== What is expected ==
Every entry needs to be reproduced exactly.

== Raw records ==
━━━━━━━━━━━━━━━━

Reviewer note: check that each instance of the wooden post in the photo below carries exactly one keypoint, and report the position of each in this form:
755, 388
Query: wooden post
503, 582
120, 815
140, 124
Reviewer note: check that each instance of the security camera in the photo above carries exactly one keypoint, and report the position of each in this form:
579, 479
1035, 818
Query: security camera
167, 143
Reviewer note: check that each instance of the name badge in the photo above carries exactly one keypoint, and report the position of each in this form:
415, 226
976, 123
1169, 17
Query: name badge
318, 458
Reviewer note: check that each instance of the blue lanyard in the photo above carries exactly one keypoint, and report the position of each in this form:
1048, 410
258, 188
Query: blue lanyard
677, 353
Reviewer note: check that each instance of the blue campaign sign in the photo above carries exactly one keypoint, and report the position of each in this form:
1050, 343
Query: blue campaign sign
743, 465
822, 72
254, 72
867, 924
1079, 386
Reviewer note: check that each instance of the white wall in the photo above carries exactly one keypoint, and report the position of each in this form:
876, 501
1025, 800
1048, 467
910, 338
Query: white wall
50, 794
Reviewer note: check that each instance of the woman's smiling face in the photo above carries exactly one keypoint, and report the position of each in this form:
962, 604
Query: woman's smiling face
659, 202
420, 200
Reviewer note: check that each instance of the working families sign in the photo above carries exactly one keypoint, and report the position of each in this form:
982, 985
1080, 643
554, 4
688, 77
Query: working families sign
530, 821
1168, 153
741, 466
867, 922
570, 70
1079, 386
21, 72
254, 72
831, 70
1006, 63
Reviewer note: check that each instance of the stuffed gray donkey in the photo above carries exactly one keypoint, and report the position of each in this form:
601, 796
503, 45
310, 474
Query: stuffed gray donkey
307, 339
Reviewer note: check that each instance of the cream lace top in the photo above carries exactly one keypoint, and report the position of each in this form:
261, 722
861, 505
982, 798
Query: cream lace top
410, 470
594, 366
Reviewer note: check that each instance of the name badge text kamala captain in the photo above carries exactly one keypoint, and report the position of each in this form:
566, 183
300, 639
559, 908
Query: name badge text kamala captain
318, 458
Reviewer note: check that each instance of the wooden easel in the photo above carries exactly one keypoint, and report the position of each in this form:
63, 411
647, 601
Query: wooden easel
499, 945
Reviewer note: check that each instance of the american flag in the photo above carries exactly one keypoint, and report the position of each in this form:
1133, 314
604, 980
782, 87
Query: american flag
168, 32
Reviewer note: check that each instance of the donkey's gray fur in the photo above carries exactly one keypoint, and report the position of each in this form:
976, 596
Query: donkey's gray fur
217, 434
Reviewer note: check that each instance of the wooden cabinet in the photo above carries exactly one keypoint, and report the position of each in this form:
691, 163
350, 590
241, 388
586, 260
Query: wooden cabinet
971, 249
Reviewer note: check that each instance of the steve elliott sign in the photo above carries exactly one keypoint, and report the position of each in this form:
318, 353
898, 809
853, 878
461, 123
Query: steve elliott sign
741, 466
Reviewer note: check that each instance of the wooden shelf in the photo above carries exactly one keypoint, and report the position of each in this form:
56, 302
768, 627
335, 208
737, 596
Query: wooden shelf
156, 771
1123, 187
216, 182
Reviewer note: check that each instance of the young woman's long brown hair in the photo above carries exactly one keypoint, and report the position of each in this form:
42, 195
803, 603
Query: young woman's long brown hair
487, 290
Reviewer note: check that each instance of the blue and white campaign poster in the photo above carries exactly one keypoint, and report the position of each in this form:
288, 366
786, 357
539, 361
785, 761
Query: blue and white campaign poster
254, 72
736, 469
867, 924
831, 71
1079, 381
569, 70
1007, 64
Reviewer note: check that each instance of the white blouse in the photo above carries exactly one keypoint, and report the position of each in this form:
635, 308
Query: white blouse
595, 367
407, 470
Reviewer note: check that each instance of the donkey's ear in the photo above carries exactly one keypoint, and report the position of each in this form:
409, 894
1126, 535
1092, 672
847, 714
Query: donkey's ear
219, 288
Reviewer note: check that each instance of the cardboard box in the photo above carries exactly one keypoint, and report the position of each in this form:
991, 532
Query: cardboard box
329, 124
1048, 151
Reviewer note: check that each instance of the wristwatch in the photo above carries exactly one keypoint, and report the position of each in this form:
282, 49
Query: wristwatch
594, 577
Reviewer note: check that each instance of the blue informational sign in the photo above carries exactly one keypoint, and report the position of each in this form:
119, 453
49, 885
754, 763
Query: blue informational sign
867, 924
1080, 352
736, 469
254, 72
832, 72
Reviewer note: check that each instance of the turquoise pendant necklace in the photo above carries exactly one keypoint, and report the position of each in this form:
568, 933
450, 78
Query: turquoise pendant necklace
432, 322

━━━━━━━━━━━━━━━━

== Correct output ==
Reviewer note: check that each instance of the wooden post in the photo below carries exactly one keypoint, and report the position of each in this form:
755, 388
Query: wooden post
503, 582
120, 815
140, 124
Reviewer note: check that each instance of the security camera in the photo above carries exactly one keypoint, and report the position of each in this form:
579, 479
1035, 818
Query: security camera
167, 143
Reviewer note: check that each instance of the name badge in the photo above carries exactly one keypoint, and report the position of each in this form:
415, 226
976, 123
1169, 17
Query: name badge
318, 458
Reviewer note: check that each instance of the blue lanyard in the photo above carries exactly one keypoint, and report the position of each in this form:
1048, 410
258, 188
Query: blue lanyard
677, 353
Reviewer note: check that each instance of the blue campaign sign in the photo above carries exactly one keypoint, and report the position of each in this form:
1050, 343
Query: blue campaign sign
743, 465
822, 72
254, 72
867, 924
1079, 386
Reviewer note: check that each instance of the white wall in the photo above carries exactly one keypoint, and report the position of each in this form:
876, 501
1025, 800
1048, 467
910, 338
Query: white wall
50, 794
Reviewer note: check that each instance of the woman's smiling face in the photo above carries exactly one keypoint, and report the position of each in this form:
962, 604
Query: woman's smiling face
659, 202
420, 200
Reviewer note: check that each instance of the working families sign in the photo above carries exactly one keypoint, and report the position of each in this form:
982, 985
1080, 643
554, 4
688, 77
Query: working families sign
530, 821
1168, 153
741, 466
867, 922
570, 70
1079, 386
21, 72
254, 72
831, 70
1006, 63
Reviewer note: check that each instance of the stuffed gray donkey in the photo above carries exactly one keypoint, and report the position of each in this form:
601, 796
503, 45
310, 474
Query: stuffed gray donkey
307, 339
Reviewer note: check that each instance of the cream lace top in the photo above carries exactly one keypoint, and report the position of each in this form:
261, 722
861, 505
982, 798
Query: cream lace top
410, 470
594, 366
Reviewer note: check that each instance of the name badge text kamala captain in the photo above carries exactly one keypoint, and report the position of each in this form:
566, 183
300, 639
559, 908
Query: name badge text kamala captain
318, 458
Reviewer note: check that each instance of the wooden easel in the photo above carries exactly one keypoint, and report the position of each in this form:
63, 411
647, 601
Query: wooden easel
499, 945
Reviewer note: check that each instance of the american flag in the photo above carries exactly one keypoint, and report the position of each in this form:
1133, 314
604, 980
782, 87
Query: american flag
168, 32
Reviewer note: check that each instance of the donkey's gray fur in the photo above carries exactly one keypoint, and report the position of each in this form:
976, 596
Query: donkey's gray fur
217, 434
Reviewer note: check that each instance of the wooden cabinet in the photo above carries exactly one keypoint, and report the position of each in this form:
691, 163
350, 590
241, 388
586, 260
Query: wooden cabinet
971, 249
Reviewer note: check that each instance of the steve elliott sign in the photo above carries exactly one keypoint, and report the position of each in this form:
318, 353
898, 809
853, 878
461, 123
Query: steve elliott sign
741, 466
Reviewer note: check that each instance of the wooden shelf in the photo above carries exactly one keypoint, and report the position of each in this form:
56, 302
768, 627
335, 208
737, 596
Query: wooden shelf
156, 771
1123, 187
216, 182
Reviewer note: check that each instance of the young woman's long brown hair in the photo above carries exactly one keypoint, and report the position of each in this form:
42, 195
803, 603
Query: young woman's long brown hair
487, 290
Reviewer note: check that each instance of the blue and white campaign poster in the photo above carries exactly one keypoint, and report the position of each in this form:
288, 366
786, 357
539, 361
785, 761
Query: blue and white campaign poster
254, 72
736, 469
867, 924
831, 71
1079, 381
569, 70
1007, 64
Reviewer note: check that each instance of the white blouse in the photo above carries exactly one keypoint, and report the position of each in this form:
635, 308
Query: white blouse
595, 367
407, 470
Reviewer note: check that each instance of the donkey's ear in the photo above carries exactly one keypoint, and report the position of each in this form:
409, 894
1126, 535
1092, 672
847, 714
Query: donkey's ear
219, 288
Reviewer note: check that each instance of the cardboard box in the photo above carries exactly one keypoint, and report the position of each in this form:
991, 532
Query: cardboard box
329, 124
1048, 151
Reviewer note: check that each instance of the wristwatch in the photo above carries exactly one keypoint, and report the position of each in this form:
282, 49
Query: wristwatch
594, 577
Reviewer note: check that each instance of the blue informational sign in the photo above carries exactly one keypoint, and report the position of each in this form:
119, 453
49, 885
754, 763
Query: blue informational sign
867, 924
1080, 352
736, 469
254, 72
832, 72
Reviewer note: check that each instance of the turquoise pendant necklace in the photo above carries exactly one keypoint, and report the position of each in this form:
568, 933
450, 78
Query: turquoise pendant necklace
432, 322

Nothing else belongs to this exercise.